What the task requires:
Reproduce each of the following records word for word, with no changes.

Input material:
━━━━━━━━━━━━━━━━━━━━

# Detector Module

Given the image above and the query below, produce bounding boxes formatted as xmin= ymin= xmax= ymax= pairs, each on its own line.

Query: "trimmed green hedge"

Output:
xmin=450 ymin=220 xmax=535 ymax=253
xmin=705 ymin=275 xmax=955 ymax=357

━━━━━━━━━━━━━━━━━━━━

Written reply:
# Detector Module

Given the image above and the query below, produce bounding boxes formatted as xmin= ymin= xmax= ymax= pairs, each on its own line.

Query: "trimmed green hedge"

Output:
xmin=450 ymin=220 xmax=535 ymax=253
xmin=705 ymin=275 xmax=955 ymax=357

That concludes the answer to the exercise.